Dataset entries

╔══

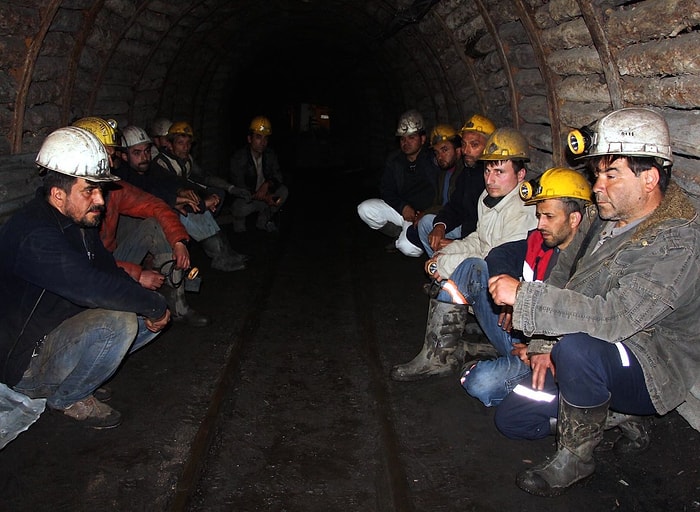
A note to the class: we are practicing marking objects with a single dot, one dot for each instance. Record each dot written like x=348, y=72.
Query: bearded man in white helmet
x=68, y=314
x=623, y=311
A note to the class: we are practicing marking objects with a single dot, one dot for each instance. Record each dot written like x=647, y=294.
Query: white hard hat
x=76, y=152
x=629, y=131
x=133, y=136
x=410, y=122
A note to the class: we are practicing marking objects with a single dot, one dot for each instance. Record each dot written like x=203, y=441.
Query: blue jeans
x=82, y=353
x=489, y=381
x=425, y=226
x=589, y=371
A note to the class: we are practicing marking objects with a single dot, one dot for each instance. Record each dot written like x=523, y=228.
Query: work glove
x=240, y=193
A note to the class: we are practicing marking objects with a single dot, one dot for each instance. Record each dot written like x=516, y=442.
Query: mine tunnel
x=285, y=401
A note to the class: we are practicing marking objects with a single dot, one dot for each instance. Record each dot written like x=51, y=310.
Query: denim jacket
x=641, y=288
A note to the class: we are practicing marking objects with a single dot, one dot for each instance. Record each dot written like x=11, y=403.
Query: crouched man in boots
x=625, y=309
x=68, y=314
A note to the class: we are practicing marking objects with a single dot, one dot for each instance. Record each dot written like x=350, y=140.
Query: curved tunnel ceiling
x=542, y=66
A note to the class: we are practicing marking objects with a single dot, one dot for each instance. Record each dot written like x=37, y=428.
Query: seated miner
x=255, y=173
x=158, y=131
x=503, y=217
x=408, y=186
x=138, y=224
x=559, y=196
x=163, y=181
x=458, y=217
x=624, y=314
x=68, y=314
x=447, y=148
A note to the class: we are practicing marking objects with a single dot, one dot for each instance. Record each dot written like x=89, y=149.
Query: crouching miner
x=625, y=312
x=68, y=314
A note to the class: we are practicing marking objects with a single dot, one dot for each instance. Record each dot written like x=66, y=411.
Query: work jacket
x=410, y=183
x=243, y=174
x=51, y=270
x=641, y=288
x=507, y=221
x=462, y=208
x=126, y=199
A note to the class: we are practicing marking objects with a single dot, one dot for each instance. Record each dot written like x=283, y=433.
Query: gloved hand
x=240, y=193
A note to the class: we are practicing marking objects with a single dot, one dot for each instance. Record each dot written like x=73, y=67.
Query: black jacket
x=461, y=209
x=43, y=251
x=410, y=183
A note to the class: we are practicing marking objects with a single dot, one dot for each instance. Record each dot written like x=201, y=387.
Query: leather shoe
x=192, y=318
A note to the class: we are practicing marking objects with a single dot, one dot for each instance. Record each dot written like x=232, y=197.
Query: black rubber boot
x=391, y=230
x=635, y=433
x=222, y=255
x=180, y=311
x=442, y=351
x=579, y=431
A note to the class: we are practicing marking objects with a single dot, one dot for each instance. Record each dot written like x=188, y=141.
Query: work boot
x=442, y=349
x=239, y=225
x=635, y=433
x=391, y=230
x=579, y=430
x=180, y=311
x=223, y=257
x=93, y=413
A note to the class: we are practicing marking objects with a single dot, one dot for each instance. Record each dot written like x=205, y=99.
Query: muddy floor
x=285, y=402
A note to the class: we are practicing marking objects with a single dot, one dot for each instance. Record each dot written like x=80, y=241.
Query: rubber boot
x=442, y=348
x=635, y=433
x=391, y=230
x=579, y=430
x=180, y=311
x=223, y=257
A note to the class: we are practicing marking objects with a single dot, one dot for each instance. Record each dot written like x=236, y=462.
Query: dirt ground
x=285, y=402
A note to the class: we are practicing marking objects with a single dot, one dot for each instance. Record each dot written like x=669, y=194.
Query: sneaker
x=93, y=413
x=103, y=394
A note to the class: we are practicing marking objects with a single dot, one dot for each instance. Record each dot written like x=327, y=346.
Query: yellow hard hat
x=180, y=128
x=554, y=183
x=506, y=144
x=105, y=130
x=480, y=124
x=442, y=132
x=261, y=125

╚══
╔══

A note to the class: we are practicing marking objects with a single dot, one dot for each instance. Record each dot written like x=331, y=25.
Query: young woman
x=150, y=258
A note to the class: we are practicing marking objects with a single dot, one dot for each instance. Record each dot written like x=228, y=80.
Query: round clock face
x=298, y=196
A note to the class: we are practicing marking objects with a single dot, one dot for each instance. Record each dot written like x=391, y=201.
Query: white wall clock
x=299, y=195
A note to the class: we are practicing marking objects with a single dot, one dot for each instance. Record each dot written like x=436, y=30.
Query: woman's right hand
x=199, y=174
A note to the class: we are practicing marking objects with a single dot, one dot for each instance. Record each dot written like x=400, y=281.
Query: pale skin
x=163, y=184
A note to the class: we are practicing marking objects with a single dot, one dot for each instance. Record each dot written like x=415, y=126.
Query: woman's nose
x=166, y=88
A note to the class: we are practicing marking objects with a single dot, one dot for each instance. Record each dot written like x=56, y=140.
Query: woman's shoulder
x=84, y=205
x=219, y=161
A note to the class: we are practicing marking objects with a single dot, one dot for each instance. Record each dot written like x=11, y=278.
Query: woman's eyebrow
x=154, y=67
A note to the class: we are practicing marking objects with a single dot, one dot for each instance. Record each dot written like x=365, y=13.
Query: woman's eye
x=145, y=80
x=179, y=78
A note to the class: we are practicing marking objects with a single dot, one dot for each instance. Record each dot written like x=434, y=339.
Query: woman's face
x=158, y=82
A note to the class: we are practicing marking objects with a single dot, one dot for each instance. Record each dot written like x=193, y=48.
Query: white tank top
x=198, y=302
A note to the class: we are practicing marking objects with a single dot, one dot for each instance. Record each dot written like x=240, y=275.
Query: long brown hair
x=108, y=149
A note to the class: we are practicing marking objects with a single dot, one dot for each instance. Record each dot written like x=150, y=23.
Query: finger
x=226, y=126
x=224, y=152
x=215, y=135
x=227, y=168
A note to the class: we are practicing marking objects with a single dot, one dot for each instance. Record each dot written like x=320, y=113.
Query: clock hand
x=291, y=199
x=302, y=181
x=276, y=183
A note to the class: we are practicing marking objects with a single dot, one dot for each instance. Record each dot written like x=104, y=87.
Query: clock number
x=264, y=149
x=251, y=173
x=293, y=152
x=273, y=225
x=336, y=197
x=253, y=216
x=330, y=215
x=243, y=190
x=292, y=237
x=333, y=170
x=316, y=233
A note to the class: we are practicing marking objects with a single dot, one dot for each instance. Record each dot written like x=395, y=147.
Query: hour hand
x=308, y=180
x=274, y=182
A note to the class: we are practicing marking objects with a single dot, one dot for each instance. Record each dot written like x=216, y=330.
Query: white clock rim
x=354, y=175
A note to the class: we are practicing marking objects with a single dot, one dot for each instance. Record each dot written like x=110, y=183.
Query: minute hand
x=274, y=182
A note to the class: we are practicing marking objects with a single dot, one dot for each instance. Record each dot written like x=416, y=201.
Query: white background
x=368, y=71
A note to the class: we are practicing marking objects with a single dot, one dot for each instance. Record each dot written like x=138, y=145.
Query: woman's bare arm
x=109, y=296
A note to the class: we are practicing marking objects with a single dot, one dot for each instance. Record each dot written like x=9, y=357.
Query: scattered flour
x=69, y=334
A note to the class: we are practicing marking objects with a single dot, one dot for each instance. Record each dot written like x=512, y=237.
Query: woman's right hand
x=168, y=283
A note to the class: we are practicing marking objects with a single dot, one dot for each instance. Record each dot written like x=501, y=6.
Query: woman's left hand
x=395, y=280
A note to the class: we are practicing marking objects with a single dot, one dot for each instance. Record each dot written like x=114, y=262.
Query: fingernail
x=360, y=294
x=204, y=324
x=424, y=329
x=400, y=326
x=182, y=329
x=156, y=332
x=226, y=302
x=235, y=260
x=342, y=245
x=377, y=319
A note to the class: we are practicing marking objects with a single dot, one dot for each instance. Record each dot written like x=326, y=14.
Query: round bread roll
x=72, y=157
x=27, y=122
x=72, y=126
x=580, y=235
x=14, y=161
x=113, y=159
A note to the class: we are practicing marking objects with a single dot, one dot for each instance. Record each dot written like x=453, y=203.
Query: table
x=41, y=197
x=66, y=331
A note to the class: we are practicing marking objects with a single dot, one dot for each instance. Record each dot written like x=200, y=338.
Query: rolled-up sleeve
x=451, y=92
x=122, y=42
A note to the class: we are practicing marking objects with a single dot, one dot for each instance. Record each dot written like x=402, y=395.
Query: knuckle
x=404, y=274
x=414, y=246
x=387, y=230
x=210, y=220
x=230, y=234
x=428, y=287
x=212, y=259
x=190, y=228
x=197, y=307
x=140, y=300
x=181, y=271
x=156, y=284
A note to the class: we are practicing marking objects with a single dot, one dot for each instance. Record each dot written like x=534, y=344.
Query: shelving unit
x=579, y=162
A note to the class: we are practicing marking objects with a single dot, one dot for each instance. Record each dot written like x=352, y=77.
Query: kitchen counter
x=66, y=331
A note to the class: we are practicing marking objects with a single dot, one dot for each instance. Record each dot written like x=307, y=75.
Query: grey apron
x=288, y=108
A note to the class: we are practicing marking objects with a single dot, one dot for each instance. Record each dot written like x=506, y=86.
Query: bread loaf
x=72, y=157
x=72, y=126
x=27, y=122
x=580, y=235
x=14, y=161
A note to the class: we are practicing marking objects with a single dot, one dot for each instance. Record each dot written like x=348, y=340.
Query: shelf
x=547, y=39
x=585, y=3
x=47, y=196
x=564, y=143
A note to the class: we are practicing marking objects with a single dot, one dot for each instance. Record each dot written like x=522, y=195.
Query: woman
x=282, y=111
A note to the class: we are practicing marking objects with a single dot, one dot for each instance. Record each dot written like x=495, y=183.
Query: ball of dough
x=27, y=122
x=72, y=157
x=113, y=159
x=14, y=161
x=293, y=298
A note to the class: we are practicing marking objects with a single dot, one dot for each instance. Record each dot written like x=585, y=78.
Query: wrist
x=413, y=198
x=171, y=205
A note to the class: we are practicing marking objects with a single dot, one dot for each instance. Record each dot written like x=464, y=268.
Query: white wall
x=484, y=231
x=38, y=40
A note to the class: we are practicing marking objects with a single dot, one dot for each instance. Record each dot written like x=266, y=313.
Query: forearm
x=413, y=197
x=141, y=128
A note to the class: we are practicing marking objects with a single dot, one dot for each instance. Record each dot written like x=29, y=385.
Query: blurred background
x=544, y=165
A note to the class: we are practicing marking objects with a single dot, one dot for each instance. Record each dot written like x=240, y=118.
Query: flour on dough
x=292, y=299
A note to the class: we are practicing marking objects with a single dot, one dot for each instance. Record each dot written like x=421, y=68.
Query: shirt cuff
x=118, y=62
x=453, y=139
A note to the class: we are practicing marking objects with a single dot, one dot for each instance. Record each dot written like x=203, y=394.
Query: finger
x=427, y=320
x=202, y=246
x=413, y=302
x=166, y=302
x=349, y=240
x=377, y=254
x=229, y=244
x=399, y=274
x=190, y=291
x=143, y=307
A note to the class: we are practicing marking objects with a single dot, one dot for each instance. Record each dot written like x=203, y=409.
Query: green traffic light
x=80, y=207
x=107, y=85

╚══

What to do → Could you restate, word for word, the lines above from the one with "Query: gloved hand" to the one with "like x=236, y=462.", both included?

Written response →
Query: gloved hand
x=240, y=193
A note to the class: we are practicing marking objects with a single dot, one dot for each instance. Record each dot written like x=73, y=67.
Query: black jacket
x=461, y=209
x=43, y=251
x=410, y=183
A note to the class: we are practicing marking objects with a single dot, one dot for each instance. Record each dot written like x=201, y=387.
Query: leather shoe
x=192, y=318
A note to the class: we are practicing marking objects with a single dot, one dot for each instance. Record each dot written like x=232, y=197.
Query: black rubber boot
x=391, y=230
x=635, y=433
x=222, y=255
x=180, y=311
x=442, y=351
x=579, y=431
A note to the class: we are practicing marking objects with a single dot, one dot for each instance. Record each dot written like x=188, y=141.
Query: work boot
x=442, y=349
x=239, y=225
x=635, y=433
x=391, y=230
x=579, y=430
x=180, y=311
x=223, y=257
x=93, y=413
A note to the class: we are practicing marking objects with a single dot, one dot for each instance. Record each dot written like x=205, y=99.
Query: muddy floor
x=285, y=402
A note to the class: we are practicing marking objects with a single dot, one dot for each instance. Record each dot written like x=80, y=241.
Query: rubber boot
x=442, y=348
x=635, y=433
x=391, y=230
x=579, y=430
x=180, y=311
x=223, y=257
A note to the class: we are practicing marking objects with a single dot, one dot for each instance. Record each dot written like x=236, y=462.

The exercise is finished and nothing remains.